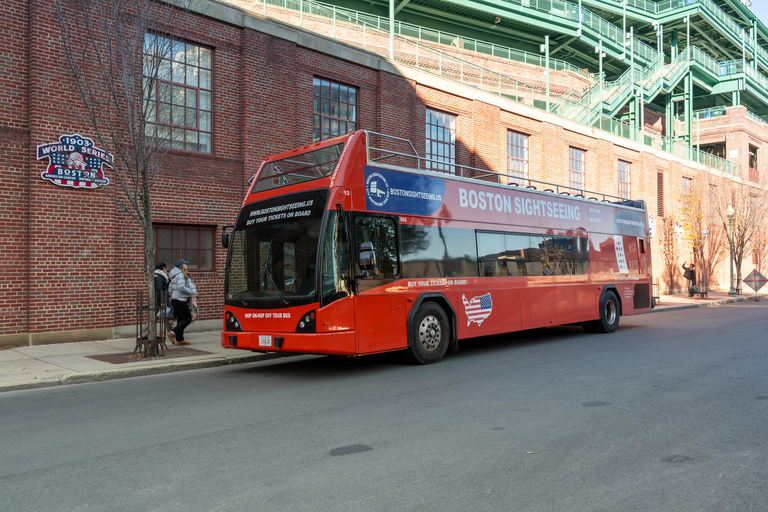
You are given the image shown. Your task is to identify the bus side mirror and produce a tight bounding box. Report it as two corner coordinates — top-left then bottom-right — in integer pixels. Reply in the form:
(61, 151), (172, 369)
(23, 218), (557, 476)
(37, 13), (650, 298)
(360, 242), (376, 270)
(221, 225), (235, 249)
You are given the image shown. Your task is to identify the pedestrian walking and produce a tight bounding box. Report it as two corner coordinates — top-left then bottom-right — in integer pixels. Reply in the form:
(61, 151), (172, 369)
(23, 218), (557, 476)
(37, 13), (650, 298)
(168, 259), (197, 345)
(683, 262), (697, 297)
(155, 263), (173, 335)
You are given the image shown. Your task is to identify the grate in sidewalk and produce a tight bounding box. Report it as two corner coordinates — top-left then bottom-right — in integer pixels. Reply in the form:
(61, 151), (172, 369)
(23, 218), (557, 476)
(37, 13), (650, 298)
(86, 347), (212, 364)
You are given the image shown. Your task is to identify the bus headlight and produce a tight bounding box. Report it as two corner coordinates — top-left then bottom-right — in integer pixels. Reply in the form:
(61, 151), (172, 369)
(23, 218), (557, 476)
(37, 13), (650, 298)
(296, 310), (317, 332)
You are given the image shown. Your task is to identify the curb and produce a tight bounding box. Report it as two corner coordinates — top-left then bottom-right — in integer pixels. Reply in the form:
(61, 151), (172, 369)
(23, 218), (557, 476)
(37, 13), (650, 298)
(649, 295), (763, 313)
(0, 352), (292, 393)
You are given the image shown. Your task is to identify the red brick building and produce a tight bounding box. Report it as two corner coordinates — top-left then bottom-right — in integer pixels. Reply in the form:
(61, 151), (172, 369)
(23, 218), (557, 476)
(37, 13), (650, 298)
(0, 0), (768, 345)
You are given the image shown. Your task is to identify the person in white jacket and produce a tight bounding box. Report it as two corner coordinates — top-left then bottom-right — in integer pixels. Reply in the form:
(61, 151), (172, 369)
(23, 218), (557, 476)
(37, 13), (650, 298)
(168, 259), (197, 345)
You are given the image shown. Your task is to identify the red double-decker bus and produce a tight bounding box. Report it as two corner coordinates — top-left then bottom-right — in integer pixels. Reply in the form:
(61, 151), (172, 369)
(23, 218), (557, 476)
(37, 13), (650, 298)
(221, 131), (651, 363)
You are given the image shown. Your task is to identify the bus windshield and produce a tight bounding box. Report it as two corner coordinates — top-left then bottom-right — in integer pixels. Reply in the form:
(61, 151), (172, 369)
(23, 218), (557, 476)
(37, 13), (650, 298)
(251, 143), (344, 194)
(225, 190), (329, 309)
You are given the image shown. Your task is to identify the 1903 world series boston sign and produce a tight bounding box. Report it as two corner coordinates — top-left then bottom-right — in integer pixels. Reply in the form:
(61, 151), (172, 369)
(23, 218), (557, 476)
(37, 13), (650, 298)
(37, 134), (114, 188)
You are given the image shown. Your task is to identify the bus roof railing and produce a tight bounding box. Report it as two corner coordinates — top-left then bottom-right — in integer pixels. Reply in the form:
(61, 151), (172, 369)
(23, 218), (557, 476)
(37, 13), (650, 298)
(365, 130), (645, 210)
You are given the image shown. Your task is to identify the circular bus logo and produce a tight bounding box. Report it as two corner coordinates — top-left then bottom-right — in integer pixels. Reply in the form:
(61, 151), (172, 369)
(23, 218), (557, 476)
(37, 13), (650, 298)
(365, 172), (389, 207)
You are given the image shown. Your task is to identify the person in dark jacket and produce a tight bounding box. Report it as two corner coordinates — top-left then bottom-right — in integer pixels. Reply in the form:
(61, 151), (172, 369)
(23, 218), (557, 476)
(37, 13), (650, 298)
(155, 263), (173, 336)
(683, 262), (696, 297)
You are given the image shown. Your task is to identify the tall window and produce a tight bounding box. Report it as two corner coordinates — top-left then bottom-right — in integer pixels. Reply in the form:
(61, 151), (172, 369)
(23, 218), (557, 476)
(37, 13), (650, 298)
(619, 160), (630, 199)
(312, 78), (357, 142)
(749, 144), (760, 181)
(568, 147), (586, 190)
(142, 34), (213, 153)
(683, 176), (693, 196)
(155, 226), (214, 270)
(427, 109), (456, 171)
(507, 130), (528, 178)
(656, 171), (664, 217)
(709, 183), (720, 224)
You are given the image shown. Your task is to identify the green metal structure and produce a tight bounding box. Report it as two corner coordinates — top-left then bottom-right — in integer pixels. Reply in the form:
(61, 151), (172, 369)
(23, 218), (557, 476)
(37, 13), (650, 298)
(248, 0), (768, 174)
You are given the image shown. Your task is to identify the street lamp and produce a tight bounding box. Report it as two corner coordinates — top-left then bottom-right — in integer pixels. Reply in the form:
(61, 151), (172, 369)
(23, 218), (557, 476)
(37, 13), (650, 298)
(728, 204), (736, 297)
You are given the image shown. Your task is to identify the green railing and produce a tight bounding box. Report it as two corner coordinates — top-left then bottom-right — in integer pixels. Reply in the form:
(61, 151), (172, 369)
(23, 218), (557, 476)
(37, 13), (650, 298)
(747, 109), (768, 124)
(240, 0), (738, 175)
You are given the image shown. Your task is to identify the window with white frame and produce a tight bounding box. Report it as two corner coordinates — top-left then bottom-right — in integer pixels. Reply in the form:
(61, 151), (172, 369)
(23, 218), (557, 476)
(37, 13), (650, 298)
(154, 226), (215, 270)
(568, 147), (586, 191)
(683, 176), (693, 196)
(142, 33), (213, 153)
(507, 130), (528, 178)
(426, 108), (456, 171)
(619, 160), (630, 199)
(312, 78), (357, 142)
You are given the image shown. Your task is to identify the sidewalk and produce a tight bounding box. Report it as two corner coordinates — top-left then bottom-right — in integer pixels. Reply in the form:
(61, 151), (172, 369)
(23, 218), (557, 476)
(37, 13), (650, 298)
(0, 290), (765, 392)
(0, 331), (288, 393)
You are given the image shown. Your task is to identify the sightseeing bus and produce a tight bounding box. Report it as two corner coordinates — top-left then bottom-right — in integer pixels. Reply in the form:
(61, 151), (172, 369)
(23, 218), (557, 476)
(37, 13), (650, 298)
(221, 130), (652, 364)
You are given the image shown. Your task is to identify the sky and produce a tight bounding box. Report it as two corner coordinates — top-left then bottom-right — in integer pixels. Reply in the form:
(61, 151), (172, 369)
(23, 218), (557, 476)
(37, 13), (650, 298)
(752, 0), (768, 26)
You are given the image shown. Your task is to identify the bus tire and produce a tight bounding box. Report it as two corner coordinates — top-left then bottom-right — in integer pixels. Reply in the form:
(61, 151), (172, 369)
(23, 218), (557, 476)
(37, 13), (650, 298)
(591, 290), (621, 334)
(408, 302), (450, 364)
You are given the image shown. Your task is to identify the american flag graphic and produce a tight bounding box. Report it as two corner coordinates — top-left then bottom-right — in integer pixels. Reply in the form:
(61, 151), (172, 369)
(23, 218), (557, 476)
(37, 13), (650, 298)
(461, 293), (493, 327)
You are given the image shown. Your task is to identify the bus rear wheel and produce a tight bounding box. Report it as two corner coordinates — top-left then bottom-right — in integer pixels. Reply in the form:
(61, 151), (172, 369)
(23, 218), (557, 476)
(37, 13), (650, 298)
(408, 302), (450, 364)
(584, 291), (621, 333)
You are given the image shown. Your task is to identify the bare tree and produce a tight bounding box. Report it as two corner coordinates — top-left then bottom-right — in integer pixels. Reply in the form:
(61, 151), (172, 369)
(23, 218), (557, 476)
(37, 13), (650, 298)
(55, 0), (192, 354)
(752, 219), (768, 274)
(680, 177), (709, 294)
(719, 180), (768, 288)
(659, 215), (679, 293)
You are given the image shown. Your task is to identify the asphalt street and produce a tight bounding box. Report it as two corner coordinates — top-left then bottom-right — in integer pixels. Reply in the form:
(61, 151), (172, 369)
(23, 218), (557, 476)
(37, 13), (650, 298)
(0, 301), (768, 512)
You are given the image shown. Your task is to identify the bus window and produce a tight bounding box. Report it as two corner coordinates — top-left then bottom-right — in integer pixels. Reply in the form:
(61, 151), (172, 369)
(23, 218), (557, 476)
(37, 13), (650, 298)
(355, 216), (397, 277)
(573, 236), (589, 274)
(400, 224), (477, 278)
(526, 235), (569, 276)
(477, 233), (509, 277)
(504, 235), (529, 276)
(320, 211), (350, 305)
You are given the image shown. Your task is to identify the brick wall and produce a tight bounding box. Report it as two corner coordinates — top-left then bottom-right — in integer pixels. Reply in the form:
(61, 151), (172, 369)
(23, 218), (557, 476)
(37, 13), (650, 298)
(0, 0), (768, 344)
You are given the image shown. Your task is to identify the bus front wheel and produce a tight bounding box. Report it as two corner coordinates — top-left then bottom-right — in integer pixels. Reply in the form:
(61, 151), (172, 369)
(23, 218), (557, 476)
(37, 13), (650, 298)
(584, 291), (621, 333)
(408, 302), (450, 364)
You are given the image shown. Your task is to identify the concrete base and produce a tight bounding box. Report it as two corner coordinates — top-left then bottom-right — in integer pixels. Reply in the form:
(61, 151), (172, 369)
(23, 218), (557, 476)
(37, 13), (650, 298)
(0, 319), (222, 347)
(115, 319), (224, 339)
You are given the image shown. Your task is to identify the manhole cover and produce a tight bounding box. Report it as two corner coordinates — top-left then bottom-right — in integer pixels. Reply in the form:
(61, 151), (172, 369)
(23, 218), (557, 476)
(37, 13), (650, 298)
(330, 444), (373, 457)
(581, 400), (611, 407)
(661, 455), (693, 464)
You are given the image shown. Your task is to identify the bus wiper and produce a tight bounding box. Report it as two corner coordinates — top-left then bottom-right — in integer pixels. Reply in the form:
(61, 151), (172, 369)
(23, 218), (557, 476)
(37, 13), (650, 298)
(224, 267), (248, 306)
(264, 263), (288, 305)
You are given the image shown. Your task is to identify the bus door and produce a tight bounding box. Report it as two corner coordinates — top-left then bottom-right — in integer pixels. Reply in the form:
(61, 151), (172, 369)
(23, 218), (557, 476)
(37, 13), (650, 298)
(353, 215), (407, 354)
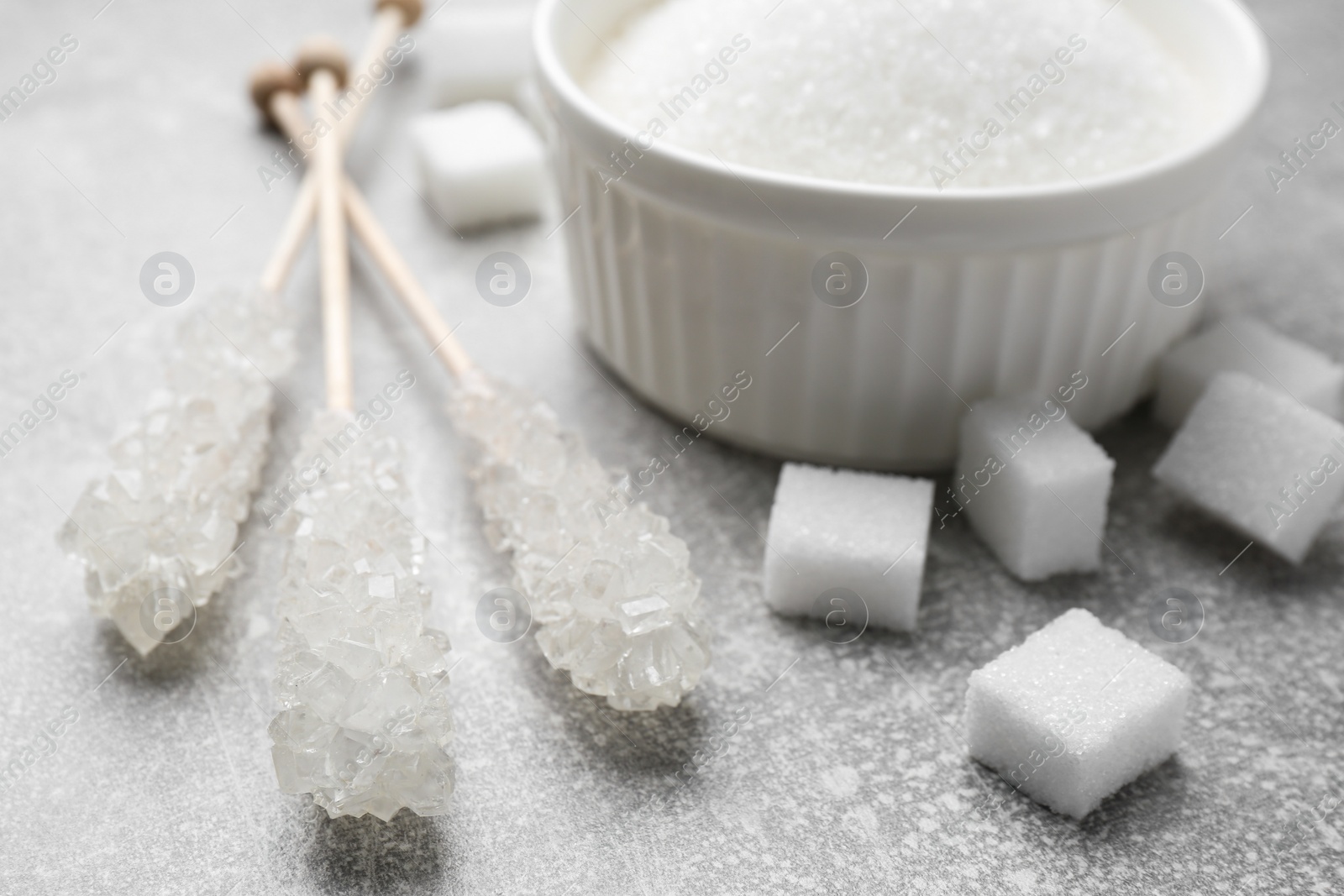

◇ ◇ ◇ ◇ ◇ ◇ ◇

Brief: Reproduce the listing from the line containing "identify the 1903" through the line containing "(37, 134), (114, 188)", keeping the request and its format sample lines as they are. Multiply each pixel coordinate in the answer by 1.9 and round to whole numbers, with halves rounded up.

Output for this task:
You are given the image shown. Your task is to identify the 1903 world series boston sign and produce a tight bounding box. Report it as two corner coordinates — top-left then bottom-right — in integer pixels. Reply in the form:
(61, 151), (172, 369)
(23, 218), (557, 476)
(37, 13), (650, 298)
(70, 255), (217, 357)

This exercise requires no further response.